GIVEN EXERCISE: Please present the items below as a Markdown table with a "Row" column and a "Line" column, one numbered row per line, skipping blank lines and leaving out the pictures.

INPUT RECORDS:
..............................
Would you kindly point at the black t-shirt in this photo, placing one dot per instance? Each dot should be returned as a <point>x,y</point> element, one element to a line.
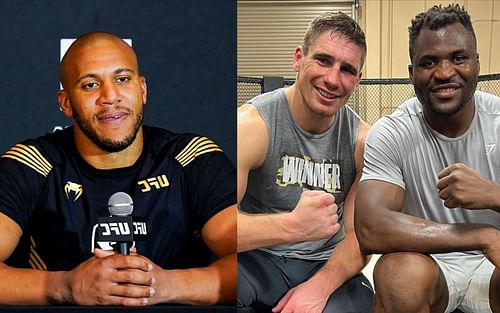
<point>179,182</point>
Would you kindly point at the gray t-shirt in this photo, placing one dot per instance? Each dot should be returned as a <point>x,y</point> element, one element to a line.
<point>403,149</point>
<point>296,161</point>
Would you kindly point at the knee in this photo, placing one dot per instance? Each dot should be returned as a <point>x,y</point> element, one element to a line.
<point>495,291</point>
<point>246,293</point>
<point>403,281</point>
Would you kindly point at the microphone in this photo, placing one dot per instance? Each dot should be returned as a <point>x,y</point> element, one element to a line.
<point>120,206</point>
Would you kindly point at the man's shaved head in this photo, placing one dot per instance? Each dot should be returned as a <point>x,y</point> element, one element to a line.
<point>92,40</point>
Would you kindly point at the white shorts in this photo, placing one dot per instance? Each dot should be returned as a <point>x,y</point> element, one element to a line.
<point>468,277</point>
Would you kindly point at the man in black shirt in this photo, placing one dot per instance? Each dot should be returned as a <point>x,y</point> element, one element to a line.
<point>54,188</point>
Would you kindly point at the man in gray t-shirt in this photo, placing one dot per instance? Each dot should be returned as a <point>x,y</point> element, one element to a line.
<point>300,154</point>
<point>429,197</point>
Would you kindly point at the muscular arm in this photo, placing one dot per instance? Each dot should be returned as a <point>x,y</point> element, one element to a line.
<point>346,259</point>
<point>209,285</point>
<point>382,227</point>
<point>263,230</point>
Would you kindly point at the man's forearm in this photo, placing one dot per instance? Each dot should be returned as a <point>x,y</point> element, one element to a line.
<point>345,262</point>
<point>214,284</point>
<point>263,230</point>
<point>31,287</point>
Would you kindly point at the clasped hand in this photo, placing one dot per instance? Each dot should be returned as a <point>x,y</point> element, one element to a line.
..............................
SOLUTION TO THIS EXERCISE:
| Row | Line |
|---|---|
| 1 | Would you kindly point at the black t-shirt in this photo, placing one dot per instance? Each dot should be returned as a <point>x,y</point> element, one element to a line. |
| 2 | <point>179,182</point> |
| 3 | Would you kindly point at the gray t-shirt in this photo, placing one dot per instance? Each dot should be returned as a <point>x,y</point> element, one element to a line. |
| 4 | <point>403,149</point> |
| 5 | <point>296,161</point> |
| 6 | Would you kindly point at the knee in this photo, placing one dot per instance? Each dot should be returned as a <point>x,y</point> element, one element to a line. |
| 7 | <point>495,291</point> |
| 8 | <point>246,293</point> |
| 9 | <point>403,281</point> |
| 10 | Would you kindly point at the microphone in this photo, placing one dot per instance? Each dot should be returned as a <point>x,y</point> element, one element to a line. |
| 11 | <point>120,206</point> |
| 12 | Would you kindly point at the man's shaved head in this photo, placing one dot per instance? Each dot should be returned as a <point>x,y</point> element, one element to a line. |
| 13 | <point>92,40</point> |
| 14 | Would you kindly point at the white shorts in this photo, placing one dot per instance? Each dot should be returned as a <point>x,y</point> element, one element to a line. |
| 15 | <point>468,277</point> |
| 16 | Would you kindly point at the man in black shirt in this photo, placing one dot per instance? Each dot should be returned as a <point>x,y</point> element, one element to a line. |
| 17 | <point>54,188</point> |
| 18 | Would you kindly point at the man in gray t-shirt in this photo, placing one dot per instance? Each dot should be returned as a <point>x,y</point> element, one element to a line. |
| 19 | <point>300,154</point> |
| 20 | <point>429,197</point> |
| 21 | Would you kindly point at the muscular arm in this photo, placing one dot per instance? Each dot should be returned as a <point>x,y</point> element, one element to a line. |
| 22 | <point>346,259</point> |
| 23 | <point>209,285</point> |
| 24 | <point>382,227</point> |
| 25 | <point>263,230</point> |
| 26 | Would you kindly point at the man's forearm in this photo, placing one dot per instance? Each dot should be returned as a <point>x,y</point> element, one element to a line. |
| 27 | <point>345,262</point> |
| 28 | <point>214,284</point> |
| 29 | <point>263,230</point> |
| 30 | <point>31,287</point> |
| 31 | Would you kindly point at the clasped hand in this photo, placing one dot per instance? Each dot should be returned as a <point>x,y</point> element, one element to a line. |